Itens de dados:
• • • • • • •
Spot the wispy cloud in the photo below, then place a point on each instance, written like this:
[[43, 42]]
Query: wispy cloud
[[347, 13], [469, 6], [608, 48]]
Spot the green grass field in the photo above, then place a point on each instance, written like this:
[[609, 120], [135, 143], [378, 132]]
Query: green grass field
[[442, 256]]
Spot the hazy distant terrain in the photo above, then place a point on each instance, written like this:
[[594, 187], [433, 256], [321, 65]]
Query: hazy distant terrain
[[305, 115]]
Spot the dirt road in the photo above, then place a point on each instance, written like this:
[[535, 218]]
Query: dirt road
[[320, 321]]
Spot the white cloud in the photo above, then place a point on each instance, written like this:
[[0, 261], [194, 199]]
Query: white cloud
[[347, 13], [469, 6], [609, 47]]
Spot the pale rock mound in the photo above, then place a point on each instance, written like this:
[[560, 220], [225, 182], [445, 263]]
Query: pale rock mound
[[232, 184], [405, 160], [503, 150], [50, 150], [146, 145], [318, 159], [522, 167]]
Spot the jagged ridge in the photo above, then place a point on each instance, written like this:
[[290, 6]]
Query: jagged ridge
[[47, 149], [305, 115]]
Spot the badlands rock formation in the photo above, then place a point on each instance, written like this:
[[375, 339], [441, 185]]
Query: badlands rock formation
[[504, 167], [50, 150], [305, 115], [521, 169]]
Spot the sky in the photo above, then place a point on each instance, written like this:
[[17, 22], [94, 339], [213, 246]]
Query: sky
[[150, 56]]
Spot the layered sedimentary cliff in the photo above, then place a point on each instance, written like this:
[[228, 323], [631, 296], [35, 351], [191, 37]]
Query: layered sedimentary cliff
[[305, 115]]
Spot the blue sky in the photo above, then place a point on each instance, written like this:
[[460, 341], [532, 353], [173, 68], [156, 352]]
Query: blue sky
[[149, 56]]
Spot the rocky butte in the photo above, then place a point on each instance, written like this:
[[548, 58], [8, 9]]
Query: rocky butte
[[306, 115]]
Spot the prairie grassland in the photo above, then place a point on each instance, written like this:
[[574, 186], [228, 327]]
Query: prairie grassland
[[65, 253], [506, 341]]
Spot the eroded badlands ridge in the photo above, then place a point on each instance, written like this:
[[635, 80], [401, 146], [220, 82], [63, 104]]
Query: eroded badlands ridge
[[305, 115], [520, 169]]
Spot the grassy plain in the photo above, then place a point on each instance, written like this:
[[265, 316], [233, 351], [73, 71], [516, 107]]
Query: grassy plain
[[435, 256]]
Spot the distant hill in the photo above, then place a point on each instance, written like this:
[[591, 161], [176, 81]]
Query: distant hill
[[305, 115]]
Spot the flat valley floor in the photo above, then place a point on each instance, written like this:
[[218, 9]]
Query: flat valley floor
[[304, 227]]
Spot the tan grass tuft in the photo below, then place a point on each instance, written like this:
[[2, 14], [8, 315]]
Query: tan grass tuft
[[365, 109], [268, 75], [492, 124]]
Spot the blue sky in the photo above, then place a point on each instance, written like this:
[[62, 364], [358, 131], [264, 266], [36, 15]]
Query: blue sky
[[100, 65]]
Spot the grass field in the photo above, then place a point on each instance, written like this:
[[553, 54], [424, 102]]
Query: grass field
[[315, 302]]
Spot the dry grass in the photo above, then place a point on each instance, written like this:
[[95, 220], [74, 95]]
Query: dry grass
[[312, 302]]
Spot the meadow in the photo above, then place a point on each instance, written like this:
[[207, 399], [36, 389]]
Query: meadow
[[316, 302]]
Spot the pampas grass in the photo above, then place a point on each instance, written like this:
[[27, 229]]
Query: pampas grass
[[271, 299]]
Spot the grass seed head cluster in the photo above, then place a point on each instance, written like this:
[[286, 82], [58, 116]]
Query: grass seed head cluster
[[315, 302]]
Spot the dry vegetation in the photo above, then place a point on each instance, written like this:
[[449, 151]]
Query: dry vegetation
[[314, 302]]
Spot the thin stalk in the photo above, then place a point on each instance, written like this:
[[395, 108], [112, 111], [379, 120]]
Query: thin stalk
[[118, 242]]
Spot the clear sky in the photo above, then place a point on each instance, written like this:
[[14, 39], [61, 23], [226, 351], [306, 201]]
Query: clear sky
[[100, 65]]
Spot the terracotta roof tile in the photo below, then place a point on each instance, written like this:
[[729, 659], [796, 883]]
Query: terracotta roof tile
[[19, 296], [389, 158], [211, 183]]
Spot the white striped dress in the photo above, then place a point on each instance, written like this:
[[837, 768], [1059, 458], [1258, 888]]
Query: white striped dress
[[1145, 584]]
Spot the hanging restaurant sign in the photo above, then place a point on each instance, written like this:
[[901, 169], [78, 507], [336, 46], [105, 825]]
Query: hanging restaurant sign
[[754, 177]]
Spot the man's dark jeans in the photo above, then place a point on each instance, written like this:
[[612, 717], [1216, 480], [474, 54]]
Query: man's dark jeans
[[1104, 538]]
• • • • • • •
◆ Requisitos da tarefa:
Reproduza na íntegra o trecho do material que começa na linha que contém "Spot the eroded" e termina na linha que contém "[[435, 256]]", com essas duas linhas incluídas, e desloque as coordenadas das respostas somando 120 a cada número delas, sem mexer em mais nada.

◆ Solução da tarefa:
Spot the eroded badlands ridge in the photo above, then place a point on each instance, written like this:
[[635, 80], [401, 146], [220, 82], [63, 104]]
Query: eroded badlands ridge
[[425, 235], [640, 289]]
Spot the grassy plain in the photo above, then place a point on each instance, written like this:
[[265, 316], [233, 351], [73, 71], [516, 107]]
Query: grassy plain
[[555, 376]]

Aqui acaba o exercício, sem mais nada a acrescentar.